Set exercise: Copy each of the following lines word for word, changing nothing.

The input:

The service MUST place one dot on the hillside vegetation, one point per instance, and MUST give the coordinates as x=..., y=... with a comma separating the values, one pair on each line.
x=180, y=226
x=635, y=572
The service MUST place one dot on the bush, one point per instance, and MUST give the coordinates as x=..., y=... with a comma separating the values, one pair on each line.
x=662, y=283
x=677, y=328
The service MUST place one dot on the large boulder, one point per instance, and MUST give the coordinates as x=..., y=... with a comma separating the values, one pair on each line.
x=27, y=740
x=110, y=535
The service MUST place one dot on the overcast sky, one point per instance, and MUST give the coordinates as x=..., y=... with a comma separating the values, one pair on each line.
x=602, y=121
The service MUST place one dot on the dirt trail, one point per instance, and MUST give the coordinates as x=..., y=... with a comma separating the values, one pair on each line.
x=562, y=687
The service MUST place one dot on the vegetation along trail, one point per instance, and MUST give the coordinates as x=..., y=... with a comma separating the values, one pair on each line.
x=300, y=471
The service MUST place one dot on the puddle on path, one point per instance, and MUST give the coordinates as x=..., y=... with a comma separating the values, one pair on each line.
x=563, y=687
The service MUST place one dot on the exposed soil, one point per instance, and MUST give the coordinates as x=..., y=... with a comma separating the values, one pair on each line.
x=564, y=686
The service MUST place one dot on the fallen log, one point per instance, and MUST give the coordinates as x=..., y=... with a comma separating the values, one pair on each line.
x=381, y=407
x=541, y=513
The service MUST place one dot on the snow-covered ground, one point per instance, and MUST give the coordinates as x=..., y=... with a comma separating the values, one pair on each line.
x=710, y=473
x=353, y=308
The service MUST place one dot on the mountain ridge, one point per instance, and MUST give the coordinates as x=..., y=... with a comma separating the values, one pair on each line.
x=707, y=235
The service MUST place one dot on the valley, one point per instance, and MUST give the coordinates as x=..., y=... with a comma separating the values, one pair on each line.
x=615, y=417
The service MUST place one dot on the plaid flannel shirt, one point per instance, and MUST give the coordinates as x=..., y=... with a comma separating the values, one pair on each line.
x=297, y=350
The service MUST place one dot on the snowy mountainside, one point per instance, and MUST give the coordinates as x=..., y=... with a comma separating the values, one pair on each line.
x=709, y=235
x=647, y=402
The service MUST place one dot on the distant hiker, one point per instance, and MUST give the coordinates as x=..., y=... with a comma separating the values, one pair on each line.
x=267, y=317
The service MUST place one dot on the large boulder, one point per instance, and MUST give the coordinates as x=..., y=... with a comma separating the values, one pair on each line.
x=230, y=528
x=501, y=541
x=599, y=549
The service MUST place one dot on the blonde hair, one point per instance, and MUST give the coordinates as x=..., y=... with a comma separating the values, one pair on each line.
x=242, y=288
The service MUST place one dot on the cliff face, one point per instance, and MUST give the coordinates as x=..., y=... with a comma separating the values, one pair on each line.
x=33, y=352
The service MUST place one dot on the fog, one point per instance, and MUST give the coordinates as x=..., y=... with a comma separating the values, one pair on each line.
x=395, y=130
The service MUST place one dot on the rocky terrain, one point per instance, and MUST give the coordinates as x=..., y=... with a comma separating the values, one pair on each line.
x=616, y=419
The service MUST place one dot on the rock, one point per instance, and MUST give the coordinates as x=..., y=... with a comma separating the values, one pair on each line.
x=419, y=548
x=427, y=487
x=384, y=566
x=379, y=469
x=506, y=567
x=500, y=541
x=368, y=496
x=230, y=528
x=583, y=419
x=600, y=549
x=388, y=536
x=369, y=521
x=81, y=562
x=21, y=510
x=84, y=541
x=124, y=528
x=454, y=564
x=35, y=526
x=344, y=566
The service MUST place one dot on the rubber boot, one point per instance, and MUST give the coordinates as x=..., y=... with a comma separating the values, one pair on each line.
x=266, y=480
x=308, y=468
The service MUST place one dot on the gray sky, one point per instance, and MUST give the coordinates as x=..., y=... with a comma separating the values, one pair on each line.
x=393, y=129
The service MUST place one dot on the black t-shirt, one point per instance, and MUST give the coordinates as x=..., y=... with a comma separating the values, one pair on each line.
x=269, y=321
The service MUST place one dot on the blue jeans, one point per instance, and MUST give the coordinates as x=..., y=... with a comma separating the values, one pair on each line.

Task output:
The service MUST place one dot on the hillside vegetation, one point per instance, and MUST give the coordinates as x=..., y=... with a comma separating the values, one pair on each line.
x=180, y=226
x=635, y=572
The service MUST place one dot on the bush, one point per instance, and MUST give the coordinates as x=..., y=... with a comma separating the values, one pair on each line.
x=662, y=283
x=677, y=328
The service MUST place one dot on the large boulder, one point per instance, and MUST give the coordinates as x=..., y=... with a comma separating the values, one pair on each line.
x=27, y=740
x=110, y=535
The service MUST place one dot on the overcast sky, one point per instance, and MUST give the coordinates as x=..., y=... with a comma separating the values, one pair on each line.
x=602, y=121
The service MUST place one dot on the dirt trail, one point per instance, and MUST give the coordinates as x=..., y=... with a comma separating the values, one pair on each line.
x=562, y=687
The service MUST place one dot on the vegetation along trail, one point per instance, and MUST give the coordinates as x=..., y=... with a comma separating the values, one pair on each line.
x=300, y=471
The service MUST place one dot on the puddle on path, one point per instance, and MUST give the coordinates as x=..., y=... with a comma separating the values, one pair on each line.
x=563, y=687
The service MUST place one dot on the exposed soil, one point per instance, and MUST give the coordinates as x=..., y=... with a comma separating the values, one pair on each line.
x=564, y=686
The service MUST place one dot on the fallen log, one point per instance, and MUST give the coordinates as x=..., y=... with a comma separating the values, one pair on each line.
x=381, y=407
x=541, y=513
The service MUST place one dot on the snow-covered ground, one point per instance, and MUST give the coordinates as x=..., y=... with a comma separating the values, one pair on each line.
x=710, y=473
x=353, y=308
The service MUST place one dot on the mountain ridge, one point per instance, and MUST give the coordinates as x=..., y=... with a comma separating the values, one pair on each line.
x=707, y=235
The service MUST place one dot on the valley, one point per instance, and MUST give the coordinates as x=..., y=... with a comma separating the values, one pair on each line.
x=615, y=417
The service MUST place one dot on the plaid flannel shirt, one point per instance, and MUST give the coordinates as x=..., y=... with a comma separating the values, one pair on each line.
x=297, y=350
The service MUST place one dot on the snowy mountainside, one point per instance, and MUST give the coordinates as x=..., y=... with a comma separating the values, one pair on each line.
x=709, y=235
x=647, y=402
The service MUST place one dot on the distant hiker, one point per instance, and MUST give the coordinates as x=..., y=... with a comma separating the values, one pair on each line.
x=267, y=317
The service MUST place one dot on the large boulder, one point per instance, and MUST give the coordinates as x=..., y=... with a comma separating the values, one pair on each line.
x=230, y=528
x=501, y=541
x=599, y=549
The service MUST place one dot on the blonde hair, one point per instance, and MUST give the coordinates as x=..., y=... with a comma separating the values, one pair on each line.
x=242, y=288
The service MUST place one dot on the cliff face, one point per instance, and MUST give the coordinates as x=..., y=... with a comma separating the values, one pair on each line.
x=33, y=352
The service MUST place one dot on the fog, one point per instance, and MUST give the coordinates as x=..., y=... with a comma separating the values, one pair on each line.
x=395, y=130
The service MUST place one dot on the rocky terrain, one point per instance, and MUST give the coordinates as x=..., y=... with a comma separating the values, one pair on each line.
x=616, y=419
The service MUST place one dot on the rock, one point per instance, and MUST give the coordinates as x=..., y=... with a comma separating the values, one pair on each line.
x=419, y=548
x=427, y=487
x=384, y=566
x=379, y=469
x=506, y=567
x=500, y=541
x=368, y=496
x=230, y=528
x=583, y=419
x=600, y=549
x=388, y=536
x=369, y=521
x=81, y=562
x=21, y=510
x=84, y=541
x=124, y=528
x=454, y=564
x=35, y=526
x=344, y=566
The service MUST place one dot on the rubber boot, one point per instance, and MUST give the coordinates as x=..., y=... with a comma separating the values, one pair on each line.
x=266, y=480
x=308, y=468
The service MUST place one dot on the gray sky, one point per instance, and MUST give the coordinates as x=..., y=... with a comma separating the values, one pair on each line.
x=393, y=129
The service MUST place one dot on the black t-shirt, one point per instance, and MUST give the coordinates as x=..., y=... with a comma separating the values, one pair on each line.
x=269, y=321
The service MUST place one dot on the blue jeans, one point per instance, and MUST give the coordinates as x=..., y=... with a comma separating the values, one pair on each line.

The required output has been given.